— begin Entries shown —
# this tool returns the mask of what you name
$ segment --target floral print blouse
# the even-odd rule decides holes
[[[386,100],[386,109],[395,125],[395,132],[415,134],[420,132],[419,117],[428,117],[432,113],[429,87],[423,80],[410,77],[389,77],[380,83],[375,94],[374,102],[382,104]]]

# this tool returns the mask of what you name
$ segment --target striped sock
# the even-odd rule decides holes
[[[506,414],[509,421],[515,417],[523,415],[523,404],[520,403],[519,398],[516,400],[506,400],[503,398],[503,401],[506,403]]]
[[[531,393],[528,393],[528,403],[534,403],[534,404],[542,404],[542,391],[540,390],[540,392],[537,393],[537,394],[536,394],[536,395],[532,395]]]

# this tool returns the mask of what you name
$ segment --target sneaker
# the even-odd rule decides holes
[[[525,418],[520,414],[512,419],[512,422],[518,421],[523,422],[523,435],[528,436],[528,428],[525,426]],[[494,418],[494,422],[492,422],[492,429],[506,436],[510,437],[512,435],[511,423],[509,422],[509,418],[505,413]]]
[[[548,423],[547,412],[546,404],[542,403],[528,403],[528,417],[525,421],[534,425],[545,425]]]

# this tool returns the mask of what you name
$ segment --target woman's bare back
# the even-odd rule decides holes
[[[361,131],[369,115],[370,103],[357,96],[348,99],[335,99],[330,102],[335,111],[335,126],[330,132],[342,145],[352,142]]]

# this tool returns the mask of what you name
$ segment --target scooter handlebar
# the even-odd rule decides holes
— end Entries shown —
> _What is expected_: Count the lines in the records above that contain the string "segment", matching case exactly. Reply with only the number.

> _Solution to the problem_: 5